*Task prompt*: Write out the entries below in full, exactly as given.

[Opening Data supplied section]

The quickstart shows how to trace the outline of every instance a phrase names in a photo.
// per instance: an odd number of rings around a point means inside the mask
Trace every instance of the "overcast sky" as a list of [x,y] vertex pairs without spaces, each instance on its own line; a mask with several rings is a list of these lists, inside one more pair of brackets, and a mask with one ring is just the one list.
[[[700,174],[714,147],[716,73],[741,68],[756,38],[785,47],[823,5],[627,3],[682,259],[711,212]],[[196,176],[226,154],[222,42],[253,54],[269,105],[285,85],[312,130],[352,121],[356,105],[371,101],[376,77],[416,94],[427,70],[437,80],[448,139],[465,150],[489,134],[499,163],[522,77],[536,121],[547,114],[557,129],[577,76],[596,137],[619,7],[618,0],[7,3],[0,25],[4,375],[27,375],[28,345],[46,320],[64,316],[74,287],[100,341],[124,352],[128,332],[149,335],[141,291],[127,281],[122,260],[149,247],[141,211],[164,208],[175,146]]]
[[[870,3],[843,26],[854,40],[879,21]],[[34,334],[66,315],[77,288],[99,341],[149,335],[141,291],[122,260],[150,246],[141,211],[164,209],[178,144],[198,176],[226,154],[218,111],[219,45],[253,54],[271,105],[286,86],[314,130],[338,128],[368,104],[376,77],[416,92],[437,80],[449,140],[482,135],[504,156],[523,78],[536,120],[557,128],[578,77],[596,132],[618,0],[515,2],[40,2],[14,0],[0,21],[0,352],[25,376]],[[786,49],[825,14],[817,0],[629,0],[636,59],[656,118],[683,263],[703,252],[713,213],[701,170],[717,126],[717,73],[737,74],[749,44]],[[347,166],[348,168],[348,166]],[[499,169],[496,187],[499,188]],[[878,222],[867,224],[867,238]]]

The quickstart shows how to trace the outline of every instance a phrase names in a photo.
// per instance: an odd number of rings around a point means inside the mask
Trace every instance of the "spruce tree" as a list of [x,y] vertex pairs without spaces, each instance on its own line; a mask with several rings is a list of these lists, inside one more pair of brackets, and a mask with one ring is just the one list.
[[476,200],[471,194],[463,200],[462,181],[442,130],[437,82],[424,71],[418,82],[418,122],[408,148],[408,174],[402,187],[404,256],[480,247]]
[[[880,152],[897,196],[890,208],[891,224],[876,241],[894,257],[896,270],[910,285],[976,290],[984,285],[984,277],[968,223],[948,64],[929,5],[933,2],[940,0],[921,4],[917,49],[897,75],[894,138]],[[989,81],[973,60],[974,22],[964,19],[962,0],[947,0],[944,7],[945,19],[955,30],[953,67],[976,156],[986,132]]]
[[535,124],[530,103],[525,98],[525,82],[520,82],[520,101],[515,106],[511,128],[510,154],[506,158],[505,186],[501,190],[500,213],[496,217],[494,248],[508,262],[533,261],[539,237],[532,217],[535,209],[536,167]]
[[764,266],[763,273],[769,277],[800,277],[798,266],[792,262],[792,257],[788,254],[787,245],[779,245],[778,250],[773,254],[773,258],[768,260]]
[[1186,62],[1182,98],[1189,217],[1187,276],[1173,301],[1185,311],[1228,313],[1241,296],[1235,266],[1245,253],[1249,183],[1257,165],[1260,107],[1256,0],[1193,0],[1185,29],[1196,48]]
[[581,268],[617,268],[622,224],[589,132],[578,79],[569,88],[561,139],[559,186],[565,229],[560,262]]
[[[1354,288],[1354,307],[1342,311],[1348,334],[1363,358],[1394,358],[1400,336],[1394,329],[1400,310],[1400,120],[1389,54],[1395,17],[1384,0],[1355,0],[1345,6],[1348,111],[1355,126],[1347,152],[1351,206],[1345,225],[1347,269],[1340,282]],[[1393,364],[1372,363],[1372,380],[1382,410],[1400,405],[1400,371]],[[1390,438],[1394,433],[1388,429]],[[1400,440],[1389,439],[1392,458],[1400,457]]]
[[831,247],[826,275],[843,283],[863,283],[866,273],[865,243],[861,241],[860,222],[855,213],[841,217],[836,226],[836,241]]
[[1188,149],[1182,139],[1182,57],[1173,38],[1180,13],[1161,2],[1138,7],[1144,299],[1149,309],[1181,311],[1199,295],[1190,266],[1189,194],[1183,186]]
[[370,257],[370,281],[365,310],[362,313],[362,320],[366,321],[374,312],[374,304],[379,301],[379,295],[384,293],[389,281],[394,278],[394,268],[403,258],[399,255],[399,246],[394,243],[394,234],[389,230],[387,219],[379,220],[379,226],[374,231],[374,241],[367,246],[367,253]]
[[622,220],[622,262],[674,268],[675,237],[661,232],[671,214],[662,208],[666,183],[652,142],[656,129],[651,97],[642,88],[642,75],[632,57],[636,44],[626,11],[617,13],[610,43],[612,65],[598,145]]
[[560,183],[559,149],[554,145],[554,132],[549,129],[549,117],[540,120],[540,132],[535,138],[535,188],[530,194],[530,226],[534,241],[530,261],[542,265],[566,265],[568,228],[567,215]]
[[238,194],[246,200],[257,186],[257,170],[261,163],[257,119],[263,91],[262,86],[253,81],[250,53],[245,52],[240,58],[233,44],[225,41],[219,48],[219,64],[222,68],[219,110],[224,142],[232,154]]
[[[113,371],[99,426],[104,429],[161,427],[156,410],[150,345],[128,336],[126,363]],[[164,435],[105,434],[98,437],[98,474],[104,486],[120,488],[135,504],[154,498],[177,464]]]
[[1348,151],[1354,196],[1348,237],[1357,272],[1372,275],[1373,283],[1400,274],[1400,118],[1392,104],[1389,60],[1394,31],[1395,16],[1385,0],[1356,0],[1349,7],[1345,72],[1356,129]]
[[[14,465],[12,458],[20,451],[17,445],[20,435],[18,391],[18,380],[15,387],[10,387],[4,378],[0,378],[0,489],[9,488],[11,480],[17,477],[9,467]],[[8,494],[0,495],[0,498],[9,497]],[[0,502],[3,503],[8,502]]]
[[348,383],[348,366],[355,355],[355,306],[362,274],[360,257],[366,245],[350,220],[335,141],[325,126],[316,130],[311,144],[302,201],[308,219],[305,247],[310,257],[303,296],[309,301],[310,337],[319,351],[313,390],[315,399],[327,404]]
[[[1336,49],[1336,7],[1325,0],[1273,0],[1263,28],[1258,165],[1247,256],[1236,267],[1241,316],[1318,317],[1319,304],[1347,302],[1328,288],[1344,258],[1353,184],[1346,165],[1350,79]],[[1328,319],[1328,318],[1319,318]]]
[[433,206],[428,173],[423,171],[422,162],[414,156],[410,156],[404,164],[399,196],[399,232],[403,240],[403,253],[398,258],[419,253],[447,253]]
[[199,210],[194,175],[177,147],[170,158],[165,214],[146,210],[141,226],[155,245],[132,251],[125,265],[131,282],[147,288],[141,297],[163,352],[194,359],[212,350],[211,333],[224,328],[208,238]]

[Closing Data supplied section]

*Task output*:
The quickstart shows how to trace the outline of every instance a phrase names in a photo.
// per instance: an odd number of rings around a point means inside the mask
Trace every instance of the "overcast sky" as a list of [x,y] vertex pairs without spaces, each instance on its own line; a mask with several rings is a list of these lists, inside one more pair of brackets, and a mask with one ring is just the one list.
[[[700,174],[714,147],[716,73],[741,68],[756,38],[785,47],[823,5],[627,3],[682,259],[711,212]],[[196,176],[226,154],[222,42],[253,54],[269,105],[285,85],[312,130],[352,121],[356,105],[371,101],[376,77],[416,94],[427,70],[437,80],[448,139],[465,150],[489,134],[499,163],[522,77],[536,121],[547,114],[557,129],[577,76],[596,137],[619,7],[618,0],[7,3],[0,25],[4,375],[27,375],[28,345],[46,320],[64,316],[74,287],[100,341],[124,352],[128,332],[149,335],[141,291],[127,281],[122,260],[149,247],[141,211],[164,208],[175,146]]]
[[[870,3],[843,26],[854,40],[879,21]],[[34,334],[66,315],[77,288],[99,341],[149,335],[141,291],[122,260],[150,246],[141,211],[164,209],[178,144],[198,176],[226,154],[218,111],[219,45],[253,54],[271,105],[286,86],[314,130],[338,128],[368,104],[376,77],[416,92],[437,80],[449,140],[482,135],[504,156],[523,78],[536,120],[557,128],[578,77],[596,132],[618,0],[515,2],[40,2],[14,0],[0,21],[0,352],[25,376]],[[786,49],[825,14],[817,0],[629,0],[636,59],[656,118],[683,263],[703,252],[713,213],[701,170],[717,126],[717,73],[737,74],[749,44]],[[347,166],[348,168],[348,166]],[[499,169],[496,187],[499,188]],[[878,222],[867,224],[867,238]]]

The quickstart shows how to trace the outline of every instance a phrase names in a photo.
// per instance: an odd number of rings around a point means inside the mask
Trace every instance of the "spruce tree" as a list of [x,y] vertex pairs without spaces, each instance on its own line; a mask with several rings is a list of these lists, inside one more pair of brackets, and a mask with one ring is just the one list.
[[476,200],[471,194],[463,200],[462,181],[442,130],[437,82],[424,71],[418,82],[418,122],[408,148],[408,174],[402,187],[404,256],[480,247]]
[[[880,152],[897,196],[890,208],[891,224],[876,241],[894,257],[896,270],[910,285],[976,290],[984,285],[984,277],[968,223],[948,64],[929,5],[933,2],[940,0],[921,4],[917,49],[897,75],[894,138]],[[989,81],[973,60],[974,22],[964,19],[962,0],[947,0],[944,7],[945,19],[955,30],[953,67],[976,156],[986,132]]]
[[535,124],[530,103],[525,98],[525,82],[520,82],[520,101],[515,106],[511,128],[510,154],[506,158],[505,186],[501,190],[500,213],[496,217],[494,248],[508,262],[533,261],[539,237],[532,217],[535,209],[536,167]]
[[764,266],[763,273],[769,277],[800,277],[798,266],[792,262],[792,257],[788,254],[787,245],[779,245],[778,250],[773,254],[773,258],[768,260]]
[[1186,62],[1182,98],[1189,217],[1187,276],[1173,301],[1185,311],[1228,313],[1241,296],[1235,266],[1245,253],[1249,183],[1257,165],[1260,107],[1256,0],[1193,0],[1185,29],[1196,48]]
[[581,268],[617,268],[622,224],[589,132],[578,79],[569,88],[561,139],[559,186],[565,229],[560,262]]
[[[1354,288],[1354,307],[1342,311],[1348,334],[1363,358],[1394,358],[1400,336],[1394,329],[1400,310],[1400,120],[1389,54],[1395,17],[1384,0],[1355,0],[1345,6],[1348,111],[1355,126],[1347,152],[1351,206],[1345,225],[1347,269],[1340,282]],[[1393,364],[1372,363],[1372,380],[1382,410],[1400,405],[1400,371]],[[1390,438],[1394,433],[1388,429]],[[1400,440],[1389,439],[1392,458],[1400,457]]]
[[831,247],[826,275],[843,283],[863,283],[866,273],[865,243],[861,241],[860,222],[855,213],[841,217],[836,226],[836,241]]
[[1188,149],[1182,139],[1182,57],[1173,38],[1180,13],[1161,2],[1138,7],[1144,299],[1149,309],[1181,311],[1199,295],[1190,266],[1189,194],[1183,186]]
[[370,257],[370,281],[365,310],[362,313],[362,320],[366,321],[374,312],[374,304],[379,301],[379,295],[384,293],[389,281],[394,278],[394,268],[403,258],[399,255],[399,246],[394,243],[394,234],[389,230],[387,219],[379,220],[379,226],[374,231],[374,241],[367,246],[367,253]]
[[622,220],[622,262],[674,268],[675,237],[661,232],[671,214],[662,208],[666,183],[652,142],[656,129],[651,97],[642,88],[642,75],[632,57],[636,44],[626,11],[617,13],[610,43],[612,65],[598,145]]
[[560,183],[559,149],[554,145],[554,132],[549,129],[549,117],[540,120],[540,132],[535,138],[535,188],[530,194],[530,226],[534,241],[530,261],[542,265],[566,265],[568,228],[567,215]]
[[238,194],[246,200],[257,186],[257,170],[261,163],[257,119],[263,91],[262,86],[253,81],[250,53],[245,52],[240,58],[233,44],[225,41],[219,48],[219,64],[222,68],[219,110],[224,142],[232,154]]
[[[113,371],[99,426],[104,429],[161,427],[156,410],[150,345],[128,336],[126,363]],[[164,435],[105,434],[98,437],[98,474],[104,486],[120,488],[135,504],[154,498],[177,464]]]
[[1348,151],[1354,196],[1348,237],[1357,272],[1372,275],[1373,283],[1400,274],[1400,118],[1392,104],[1389,60],[1394,31],[1395,16],[1385,0],[1356,0],[1349,7],[1345,72],[1356,129]]
[[[14,465],[12,458],[20,451],[17,445],[20,435],[18,391],[18,380],[15,387],[10,387],[4,378],[0,378],[0,489],[9,488],[11,480],[17,477],[9,467]],[[8,494],[0,495],[0,498],[9,497]],[[0,502],[3,503],[8,502]]]
[[348,383],[348,366],[355,355],[355,306],[362,274],[360,257],[366,245],[350,220],[335,141],[325,126],[316,130],[311,144],[302,201],[308,219],[305,247],[310,257],[303,296],[309,301],[310,337],[319,351],[313,390],[315,399],[327,404]]
[[[1336,49],[1336,7],[1325,0],[1273,0],[1263,28],[1258,165],[1247,256],[1236,267],[1241,316],[1318,317],[1319,304],[1347,302],[1328,288],[1344,258],[1353,184],[1346,165],[1350,79]],[[1328,319],[1328,318],[1319,318]]]
[[433,206],[428,173],[423,171],[422,162],[414,156],[410,156],[404,164],[399,196],[399,232],[403,240],[403,253],[398,258],[419,253],[447,253]]
[[199,210],[194,175],[177,147],[170,158],[165,214],[146,210],[141,226],[155,245],[132,251],[125,265],[131,282],[147,288],[141,297],[163,352],[194,359],[212,350],[211,333],[224,328],[208,238]]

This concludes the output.